◆ **Text**
begin

In a press briefing on Monday, U.S. State Department spokesperson John Kirby said, “we’ve asked the Israelis for more information, and it’s our expectation that we’ll get that,” adding, “we certainly are tracking this and watching it closely.”

Accountability for shootings by Israeli forces is extremely rare. Israeli authorities have rejected opening full and transparent investigations into the recent incidents.

International law requires that intentional lethal force be used only when absolutely unavoidable. Where individuals allegedly carry out a criminal act, they should be apprehended in accordance with international law and afforded due process of law.

Most children arrested, however, are denied their basic rights from that moment through sentencing.

Despite the physical abuse that Wajdi endured, his coercive interrogation, his lack of access to counsel, and the fact he was forced to sign a statement he did not understand, Israeli military prosecutors still filed charges against him on February 14.

Wajdi remains incarcerated at Ofer prison awaiting the conclusion of his military trial.

end

◆ **Given records**

begin

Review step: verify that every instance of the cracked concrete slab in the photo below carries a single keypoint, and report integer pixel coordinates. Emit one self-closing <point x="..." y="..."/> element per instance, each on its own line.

end
begin

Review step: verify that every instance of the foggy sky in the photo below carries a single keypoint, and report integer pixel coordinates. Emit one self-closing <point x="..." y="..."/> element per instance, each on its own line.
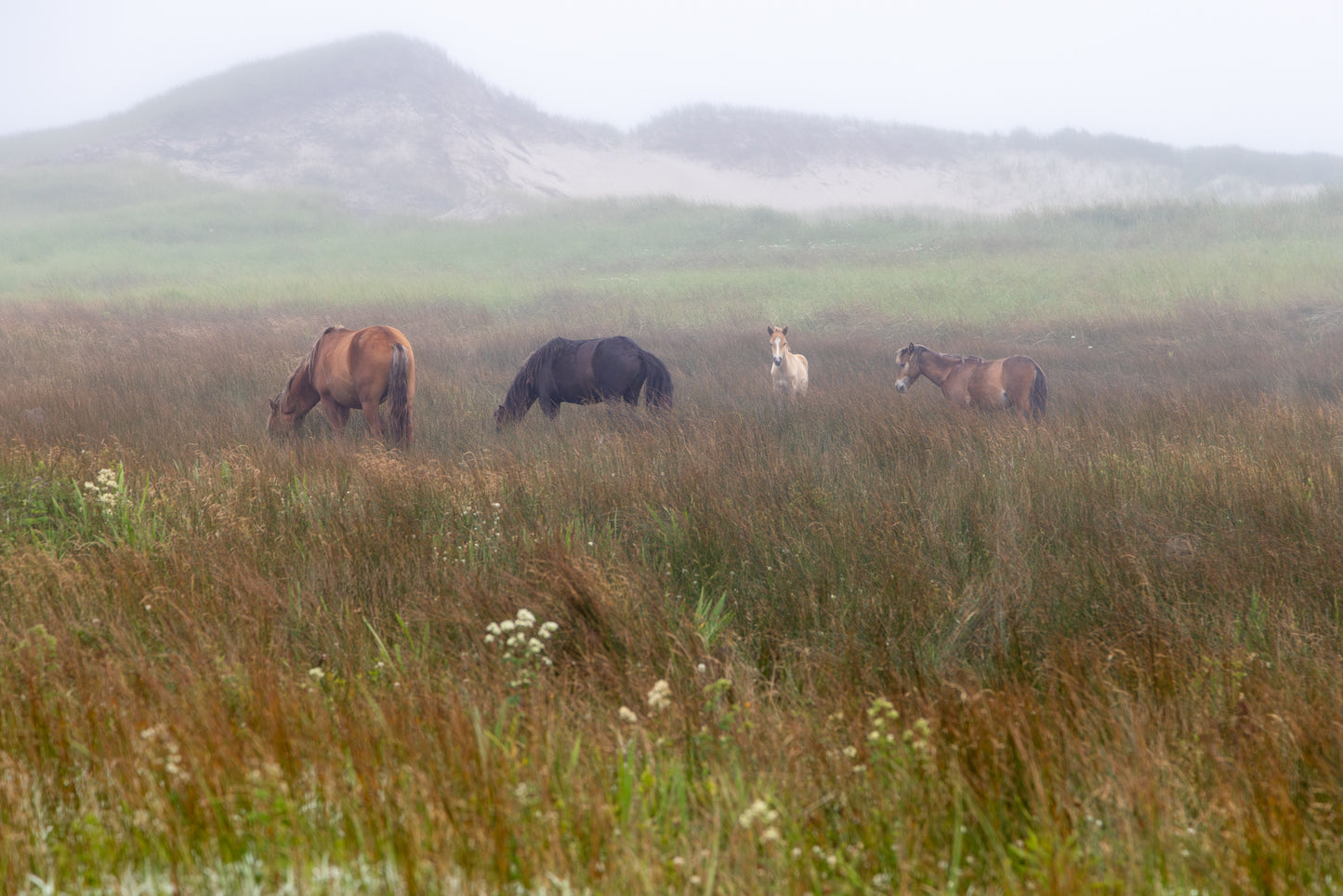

end

◆ **Short task 1**
Can you reproduce, word for word, the part of the text on Israeli military detention that opens with the words containing "Despite the physical" and closes with "his military trial."?
◆ **Short task 2**
How would you carry the text on Israeli military detention forward from its last sentence?
The rows come from a separate source.

◆ **Exercise answer 1**
Despite the physical abuse that Wajdi endured, his coercive interrogation, his lack of access to counsel, and the fact he was forced to sign a statement he did not understand, Israeli military prosecutors still filed charges against him on February 14.

Wajdi remains incarcerated at Ofer prison awaiting the conclusion of his military trial.

◆ **Exercise answer 2**
Since November, the number of Palestinian children in Israeli prisons has skyrocketed to the highest it has been in seven years. The Israel Prison Service’s latest data shows that it has custody over 406 Palestinian children.

CORRECTION: The article was amended to reflect that one of the 41 Palestinian children killed since October as a direct result of intensified violence was from the Gaza Strip. Marwan Hashem Barbakh, 10, died of a single gunshot wound to the chest on October 10, when Israeli soldiers used lethal force to quash a protest near Gaza’s border with Israel, sparked by tensions over Palestinian access to the Al-Aqsa mosque in Jerusalem's Old City.